_EXERCISE REQUIREMENTS_
**a)** Transcribe a passage from the article on the Berthold housing development, beginning at the words "Berry agreed, and" and ending after "for a project.".
**b)** Using the article on the Berthold housing development, answer these questions:
(i) Up to how many homes does 5Stone Development propose to build in the next five years?
(ii) Which organization can provide the project's water supply?
(iii) Which firm is civil engineer Vince Vander Top with?

--- begin DOCUMENT SEGMENT ---

Berry agreed, and 5Stone Development is now proposing a residential, commercial and industrial development east of Berthold with access to ND Highway 28 and US Highway 2, and up to 2000 homes to be built in the next five years.
Berry and his partner Alex Gregg, also of Arizona, arrived in Minot for the first time last summer after the Mouse River Flood, seeking ways their company could participate in recovery efforts. They traveled around the region and came upon Berthold as a likely location for a project.
“Berthold was undiscovered,” Berry said, “but it was close to Minot.” He noted the proximity to a major airport, health care and shopping options for people associated with the oil boom moving to the area.
A key factor for the project’s success was access to a water supply, which can be provided by the North Prairie Rural Water Association. “If there’s going to be a housing development in western North Dakota, it’s in Berthold or Minot,” said Berry, adding that similar projects in Williston, Stanley and Tioga have all been dealing with water supply issues.
Berry and Gregg, along with civil engineer Vince Vander Top of Wenck Associates, have been talking with individuals, businesses and agencies to lay the groundwork for 5Stone Ranch.
The developers have met with the Berthold City Council and Mayor Alan Lee, township and school officials, and various county, regional and state officials during recent weeks as they’ve made preliminary plans.

--- end DOCUMENT SEGMENT ---
--- begin ENTRIES SHOWN ---

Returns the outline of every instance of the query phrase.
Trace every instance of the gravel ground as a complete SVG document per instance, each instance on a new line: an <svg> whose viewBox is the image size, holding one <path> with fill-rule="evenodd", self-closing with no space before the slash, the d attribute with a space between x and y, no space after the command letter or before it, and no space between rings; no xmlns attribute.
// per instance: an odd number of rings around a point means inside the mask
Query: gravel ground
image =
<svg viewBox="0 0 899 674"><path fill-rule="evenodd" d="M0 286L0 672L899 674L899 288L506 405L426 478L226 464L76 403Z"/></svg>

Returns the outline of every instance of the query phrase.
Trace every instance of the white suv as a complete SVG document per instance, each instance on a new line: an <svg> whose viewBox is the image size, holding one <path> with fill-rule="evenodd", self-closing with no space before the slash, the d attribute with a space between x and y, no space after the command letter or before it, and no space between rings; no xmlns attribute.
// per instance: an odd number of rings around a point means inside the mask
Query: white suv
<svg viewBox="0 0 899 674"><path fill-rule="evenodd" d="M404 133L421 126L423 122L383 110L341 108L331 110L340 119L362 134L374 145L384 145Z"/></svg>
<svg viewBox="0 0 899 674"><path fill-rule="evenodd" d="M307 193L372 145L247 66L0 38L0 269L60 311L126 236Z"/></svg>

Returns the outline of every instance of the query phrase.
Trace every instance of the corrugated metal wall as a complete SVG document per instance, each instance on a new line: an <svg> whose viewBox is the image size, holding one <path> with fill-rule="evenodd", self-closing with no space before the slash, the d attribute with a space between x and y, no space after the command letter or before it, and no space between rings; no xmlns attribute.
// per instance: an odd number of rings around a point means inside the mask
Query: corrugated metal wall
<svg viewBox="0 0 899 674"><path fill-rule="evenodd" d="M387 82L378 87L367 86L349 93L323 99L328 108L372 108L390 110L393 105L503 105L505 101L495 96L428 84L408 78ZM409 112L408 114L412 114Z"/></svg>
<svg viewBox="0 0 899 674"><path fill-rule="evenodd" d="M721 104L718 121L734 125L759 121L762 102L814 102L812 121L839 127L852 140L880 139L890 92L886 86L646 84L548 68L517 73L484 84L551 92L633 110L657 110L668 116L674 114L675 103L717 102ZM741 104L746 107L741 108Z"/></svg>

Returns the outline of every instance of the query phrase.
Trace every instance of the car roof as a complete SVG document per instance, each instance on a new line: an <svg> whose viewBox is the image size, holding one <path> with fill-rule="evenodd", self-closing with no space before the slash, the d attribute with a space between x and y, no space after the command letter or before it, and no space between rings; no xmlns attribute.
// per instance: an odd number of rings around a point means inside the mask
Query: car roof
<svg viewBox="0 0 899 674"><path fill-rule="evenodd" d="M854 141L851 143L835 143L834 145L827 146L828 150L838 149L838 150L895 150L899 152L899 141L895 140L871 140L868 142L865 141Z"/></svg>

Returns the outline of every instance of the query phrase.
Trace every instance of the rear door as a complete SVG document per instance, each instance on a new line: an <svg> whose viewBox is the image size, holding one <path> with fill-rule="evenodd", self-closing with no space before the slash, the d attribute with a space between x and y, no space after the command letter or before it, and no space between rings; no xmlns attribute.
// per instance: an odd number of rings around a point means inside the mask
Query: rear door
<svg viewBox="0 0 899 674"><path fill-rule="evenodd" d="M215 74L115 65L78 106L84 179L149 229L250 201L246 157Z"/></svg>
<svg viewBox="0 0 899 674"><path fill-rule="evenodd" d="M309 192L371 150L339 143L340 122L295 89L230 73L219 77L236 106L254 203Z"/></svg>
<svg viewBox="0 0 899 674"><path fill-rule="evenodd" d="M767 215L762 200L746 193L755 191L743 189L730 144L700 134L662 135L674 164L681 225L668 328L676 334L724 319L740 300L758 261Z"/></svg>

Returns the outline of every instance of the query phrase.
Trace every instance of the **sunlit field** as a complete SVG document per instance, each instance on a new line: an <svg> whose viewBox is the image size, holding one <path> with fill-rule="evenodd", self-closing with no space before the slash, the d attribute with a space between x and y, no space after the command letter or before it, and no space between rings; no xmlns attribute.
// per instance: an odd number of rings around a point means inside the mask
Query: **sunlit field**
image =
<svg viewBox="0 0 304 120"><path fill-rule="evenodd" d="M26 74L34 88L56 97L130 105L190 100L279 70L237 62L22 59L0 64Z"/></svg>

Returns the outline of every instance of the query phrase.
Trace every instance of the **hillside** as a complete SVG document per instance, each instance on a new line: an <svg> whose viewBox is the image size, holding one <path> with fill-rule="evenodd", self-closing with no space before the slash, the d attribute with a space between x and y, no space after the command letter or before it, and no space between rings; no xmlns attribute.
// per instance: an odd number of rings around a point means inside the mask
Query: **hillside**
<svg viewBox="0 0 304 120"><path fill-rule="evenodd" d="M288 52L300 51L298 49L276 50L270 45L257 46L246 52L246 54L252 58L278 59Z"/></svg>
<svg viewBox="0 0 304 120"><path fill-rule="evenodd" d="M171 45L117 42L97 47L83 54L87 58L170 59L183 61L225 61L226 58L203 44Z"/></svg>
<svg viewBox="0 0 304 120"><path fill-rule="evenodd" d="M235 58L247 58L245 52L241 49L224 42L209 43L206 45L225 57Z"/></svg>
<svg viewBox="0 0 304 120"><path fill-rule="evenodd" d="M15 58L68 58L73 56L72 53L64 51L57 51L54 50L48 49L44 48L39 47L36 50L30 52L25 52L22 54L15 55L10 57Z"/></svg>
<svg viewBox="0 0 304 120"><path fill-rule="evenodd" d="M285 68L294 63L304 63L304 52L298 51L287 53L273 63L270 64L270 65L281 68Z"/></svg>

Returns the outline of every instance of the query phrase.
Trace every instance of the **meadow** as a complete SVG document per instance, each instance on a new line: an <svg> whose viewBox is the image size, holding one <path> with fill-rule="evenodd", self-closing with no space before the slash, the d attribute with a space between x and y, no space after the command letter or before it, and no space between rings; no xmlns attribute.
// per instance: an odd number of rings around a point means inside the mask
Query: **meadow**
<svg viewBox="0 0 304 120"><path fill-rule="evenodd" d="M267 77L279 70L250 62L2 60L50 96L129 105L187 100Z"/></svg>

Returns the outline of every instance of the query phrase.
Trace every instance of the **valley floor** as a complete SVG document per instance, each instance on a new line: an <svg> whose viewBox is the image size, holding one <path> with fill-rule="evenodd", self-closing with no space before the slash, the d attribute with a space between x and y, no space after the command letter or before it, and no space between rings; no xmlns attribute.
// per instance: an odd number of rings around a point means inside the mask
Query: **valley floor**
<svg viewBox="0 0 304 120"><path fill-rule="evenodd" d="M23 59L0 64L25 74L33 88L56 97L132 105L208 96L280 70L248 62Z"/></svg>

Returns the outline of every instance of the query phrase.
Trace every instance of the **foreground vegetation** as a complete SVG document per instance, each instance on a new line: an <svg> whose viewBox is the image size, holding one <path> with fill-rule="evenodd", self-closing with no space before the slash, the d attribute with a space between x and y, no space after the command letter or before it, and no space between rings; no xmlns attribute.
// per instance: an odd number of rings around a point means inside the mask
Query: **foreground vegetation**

--- end ENTRIES SHOWN ---

_TASK RESPONSES_
**a)**
Berry agreed, and 5Stone Development is now proposing a residential, commercial and industrial development east of Berthold with access to ND Highway 28 and US Highway 2, and up to 2000 homes to be built in the next five years.
Berry and his partner Alex Gregg, also of Arizona, arrived in Minot for the first time last summer after the Mouse River Flood, seeking ways their company could participate in recovery efforts. They traveled around the region and came upon Berthold as a likely location for a project.

**b)**
(i) Up to 2000 homes.
(ii) The North Prairie Rural Water Association.
(iii) Wenck Associates.